EXERCISE INPUT »
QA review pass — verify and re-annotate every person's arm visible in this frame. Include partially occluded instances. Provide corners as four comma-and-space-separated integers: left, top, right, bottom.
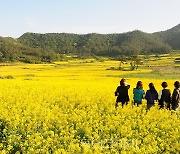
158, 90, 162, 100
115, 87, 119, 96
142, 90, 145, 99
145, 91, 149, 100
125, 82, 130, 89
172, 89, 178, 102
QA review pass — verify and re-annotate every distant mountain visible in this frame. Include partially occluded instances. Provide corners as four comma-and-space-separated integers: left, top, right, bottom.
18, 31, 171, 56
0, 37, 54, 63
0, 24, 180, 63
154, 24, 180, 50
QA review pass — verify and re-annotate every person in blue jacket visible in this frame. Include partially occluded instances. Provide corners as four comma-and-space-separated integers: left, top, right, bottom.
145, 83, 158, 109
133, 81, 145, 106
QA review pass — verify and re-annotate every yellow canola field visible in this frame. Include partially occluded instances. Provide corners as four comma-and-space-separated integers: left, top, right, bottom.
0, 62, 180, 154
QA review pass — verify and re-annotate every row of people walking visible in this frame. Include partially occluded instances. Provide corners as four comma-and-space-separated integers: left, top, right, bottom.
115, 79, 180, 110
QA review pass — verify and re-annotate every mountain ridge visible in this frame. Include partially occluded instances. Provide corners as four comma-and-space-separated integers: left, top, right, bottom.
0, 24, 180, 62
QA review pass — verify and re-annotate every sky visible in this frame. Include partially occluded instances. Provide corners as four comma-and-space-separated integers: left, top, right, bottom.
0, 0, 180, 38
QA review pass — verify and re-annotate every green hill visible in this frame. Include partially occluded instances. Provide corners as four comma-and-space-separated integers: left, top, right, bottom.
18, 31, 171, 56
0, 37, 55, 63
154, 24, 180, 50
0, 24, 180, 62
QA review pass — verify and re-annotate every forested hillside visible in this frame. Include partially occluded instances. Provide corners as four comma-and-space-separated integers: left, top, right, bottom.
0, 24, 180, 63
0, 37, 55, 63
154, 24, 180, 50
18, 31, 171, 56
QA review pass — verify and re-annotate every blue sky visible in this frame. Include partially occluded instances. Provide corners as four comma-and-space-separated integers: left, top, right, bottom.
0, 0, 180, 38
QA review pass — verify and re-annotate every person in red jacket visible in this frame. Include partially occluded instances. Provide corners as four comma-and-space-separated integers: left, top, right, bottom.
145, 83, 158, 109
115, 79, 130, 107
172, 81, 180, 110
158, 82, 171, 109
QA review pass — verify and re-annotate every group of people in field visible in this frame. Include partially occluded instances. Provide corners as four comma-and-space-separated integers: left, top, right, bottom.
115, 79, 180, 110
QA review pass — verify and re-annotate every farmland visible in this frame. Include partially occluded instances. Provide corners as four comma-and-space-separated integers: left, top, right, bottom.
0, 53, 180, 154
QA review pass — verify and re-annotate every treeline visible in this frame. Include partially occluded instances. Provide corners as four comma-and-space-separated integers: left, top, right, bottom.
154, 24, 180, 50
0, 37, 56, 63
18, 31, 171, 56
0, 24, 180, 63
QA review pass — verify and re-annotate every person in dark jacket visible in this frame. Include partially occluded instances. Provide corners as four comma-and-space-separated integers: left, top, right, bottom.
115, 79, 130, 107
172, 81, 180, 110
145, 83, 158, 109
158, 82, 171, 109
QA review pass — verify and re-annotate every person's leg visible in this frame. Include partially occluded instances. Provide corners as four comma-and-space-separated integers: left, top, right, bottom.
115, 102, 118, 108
* * *
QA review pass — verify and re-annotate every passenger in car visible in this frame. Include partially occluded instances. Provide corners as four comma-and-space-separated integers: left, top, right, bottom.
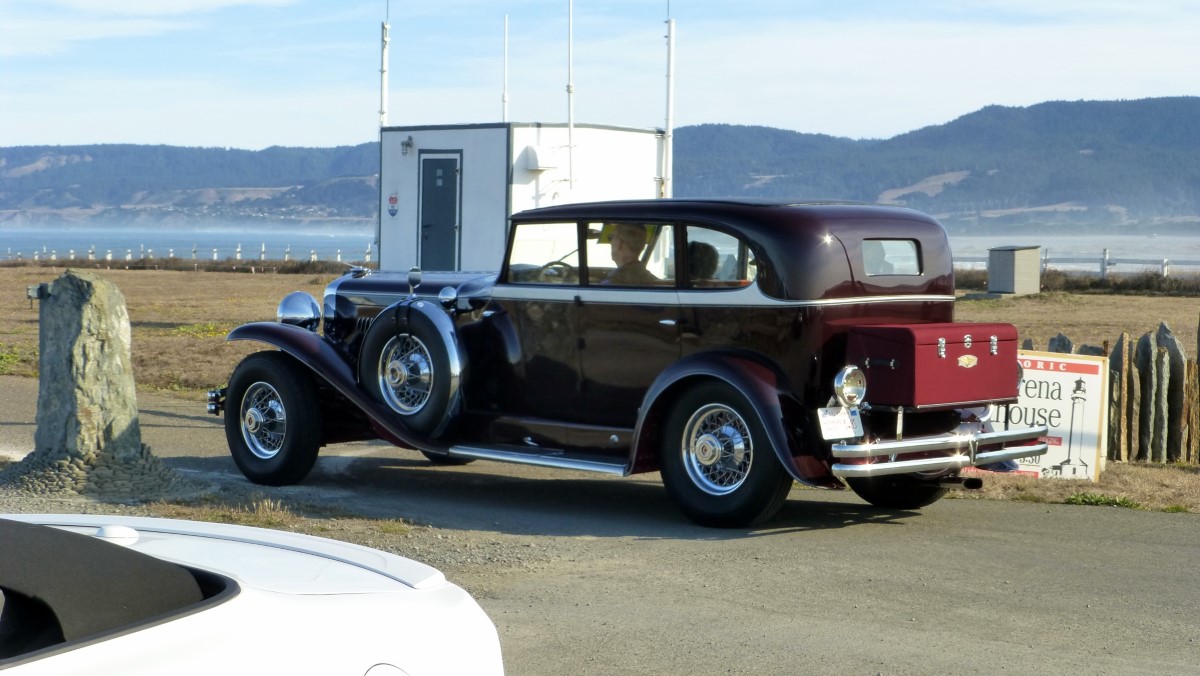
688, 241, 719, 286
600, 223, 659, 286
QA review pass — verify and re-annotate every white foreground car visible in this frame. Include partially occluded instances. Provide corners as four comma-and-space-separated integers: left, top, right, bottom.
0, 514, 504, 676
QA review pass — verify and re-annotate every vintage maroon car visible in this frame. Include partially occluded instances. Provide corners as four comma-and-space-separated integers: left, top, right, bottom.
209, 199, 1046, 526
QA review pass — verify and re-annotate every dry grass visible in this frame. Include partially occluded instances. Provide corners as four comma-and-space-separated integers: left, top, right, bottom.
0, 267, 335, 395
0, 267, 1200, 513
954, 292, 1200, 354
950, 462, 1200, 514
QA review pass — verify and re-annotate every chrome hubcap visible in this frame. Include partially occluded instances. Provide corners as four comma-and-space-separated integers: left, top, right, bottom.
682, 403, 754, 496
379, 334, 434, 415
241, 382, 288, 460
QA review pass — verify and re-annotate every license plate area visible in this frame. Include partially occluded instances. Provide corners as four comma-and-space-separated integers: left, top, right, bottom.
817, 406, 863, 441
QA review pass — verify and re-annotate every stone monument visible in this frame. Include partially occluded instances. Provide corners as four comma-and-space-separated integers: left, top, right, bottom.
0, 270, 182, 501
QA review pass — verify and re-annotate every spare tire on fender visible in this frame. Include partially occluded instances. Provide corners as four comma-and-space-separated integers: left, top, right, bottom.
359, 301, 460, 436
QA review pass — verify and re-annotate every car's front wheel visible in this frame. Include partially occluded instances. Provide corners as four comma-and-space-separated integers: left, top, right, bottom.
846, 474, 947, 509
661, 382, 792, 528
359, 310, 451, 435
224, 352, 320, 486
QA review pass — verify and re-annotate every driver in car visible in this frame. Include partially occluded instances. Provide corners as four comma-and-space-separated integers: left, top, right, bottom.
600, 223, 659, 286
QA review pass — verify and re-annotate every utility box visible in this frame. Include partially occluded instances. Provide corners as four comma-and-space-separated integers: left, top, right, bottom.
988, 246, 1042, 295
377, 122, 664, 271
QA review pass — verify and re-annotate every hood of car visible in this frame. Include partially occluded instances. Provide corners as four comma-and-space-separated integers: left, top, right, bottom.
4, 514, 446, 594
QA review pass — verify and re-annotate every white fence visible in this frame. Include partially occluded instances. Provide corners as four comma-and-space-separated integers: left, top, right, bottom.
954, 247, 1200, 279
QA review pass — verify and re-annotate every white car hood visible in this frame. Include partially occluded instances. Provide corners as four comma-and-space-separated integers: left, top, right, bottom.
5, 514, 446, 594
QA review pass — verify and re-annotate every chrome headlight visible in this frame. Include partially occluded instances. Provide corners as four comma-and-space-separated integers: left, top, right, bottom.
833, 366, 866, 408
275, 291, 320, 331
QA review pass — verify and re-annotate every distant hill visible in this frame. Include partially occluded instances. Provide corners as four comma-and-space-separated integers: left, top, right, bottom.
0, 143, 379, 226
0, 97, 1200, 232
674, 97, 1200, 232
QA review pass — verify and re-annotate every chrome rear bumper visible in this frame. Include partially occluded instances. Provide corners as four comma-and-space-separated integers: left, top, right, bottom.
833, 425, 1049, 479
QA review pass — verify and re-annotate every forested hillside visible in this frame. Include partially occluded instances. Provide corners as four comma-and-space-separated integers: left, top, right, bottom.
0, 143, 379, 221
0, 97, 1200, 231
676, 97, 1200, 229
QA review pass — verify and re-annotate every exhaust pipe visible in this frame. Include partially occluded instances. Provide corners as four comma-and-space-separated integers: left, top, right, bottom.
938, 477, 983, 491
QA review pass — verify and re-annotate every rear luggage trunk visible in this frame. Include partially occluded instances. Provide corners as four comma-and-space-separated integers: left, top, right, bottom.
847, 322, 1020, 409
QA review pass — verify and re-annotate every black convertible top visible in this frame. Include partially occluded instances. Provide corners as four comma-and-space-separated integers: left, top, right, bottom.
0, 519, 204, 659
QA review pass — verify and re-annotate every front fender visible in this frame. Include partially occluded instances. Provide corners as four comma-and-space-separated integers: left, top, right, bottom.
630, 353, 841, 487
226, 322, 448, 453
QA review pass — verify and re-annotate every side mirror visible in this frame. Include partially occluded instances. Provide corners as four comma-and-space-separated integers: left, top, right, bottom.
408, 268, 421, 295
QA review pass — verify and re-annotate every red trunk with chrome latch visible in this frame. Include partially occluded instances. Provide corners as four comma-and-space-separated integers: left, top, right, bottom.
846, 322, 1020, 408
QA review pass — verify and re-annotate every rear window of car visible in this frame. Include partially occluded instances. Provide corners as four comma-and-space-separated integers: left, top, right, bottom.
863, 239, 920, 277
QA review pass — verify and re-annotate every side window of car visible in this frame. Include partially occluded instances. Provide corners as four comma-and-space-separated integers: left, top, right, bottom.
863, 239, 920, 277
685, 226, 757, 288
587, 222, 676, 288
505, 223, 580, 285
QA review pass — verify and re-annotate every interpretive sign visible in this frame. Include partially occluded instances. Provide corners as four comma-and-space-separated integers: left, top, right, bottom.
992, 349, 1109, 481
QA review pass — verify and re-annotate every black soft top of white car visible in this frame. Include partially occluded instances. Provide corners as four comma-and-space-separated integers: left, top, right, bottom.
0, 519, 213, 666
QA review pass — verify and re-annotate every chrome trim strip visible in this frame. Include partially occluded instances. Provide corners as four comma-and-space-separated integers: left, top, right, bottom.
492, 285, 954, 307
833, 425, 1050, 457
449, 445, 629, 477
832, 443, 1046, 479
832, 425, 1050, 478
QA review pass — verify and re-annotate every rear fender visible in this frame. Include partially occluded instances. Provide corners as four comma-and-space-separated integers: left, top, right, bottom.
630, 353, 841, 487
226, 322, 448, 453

DESCRIPTION OF THE TASK » Starting with the line with "QA review pass — verify and re-annotate every person's arm" and going on through the line with "0, 62, 180, 154", give that stretch of the material above as a numbered list with blank lines left out. Leave the pictures out of your answer.

IN RESPONSE »
1. QA review pass — verify and re-annotate every person's arm visible in this frame. Include partially occluded instances. Provide corners as four comma-and-space-separated integers: left, top, right, bottom.
2. 158, 90, 162, 100
3. 115, 87, 119, 96
4. 142, 90, 145, 99
5. 145, 91, 149, 100
6. 125, 82, 130, 89
7. 172, 89, 178, 102
8. QA review pass — verify and re-annotate every distant mountain visible in this frame. Include partially occluded instances. Provide corners as four comma-and-space-separated integers: left, top, right, bottom.
9. 18, 31, 171, 56
10. 0, 37, 54, 63
11. 0, 24, 180, 63
12. 154, 24, 180, 50
13. QA review pass — verify and re-annotate every person in blue jacket visible in this frame. Include partially occluded instances. Provide corners as four comma-and-space-separated integers: left, top, right, bottom.
14. 145, 83, 158, 109
15. 133, 81, 145, 106
16. QA review pass — verify and re-annotate every yellow canola field visible in this frame. Include partially occluded instances. Provide corners as four comma-and-space-separated integers: left, top, right, bottom.
17. 0, 62, 180, 154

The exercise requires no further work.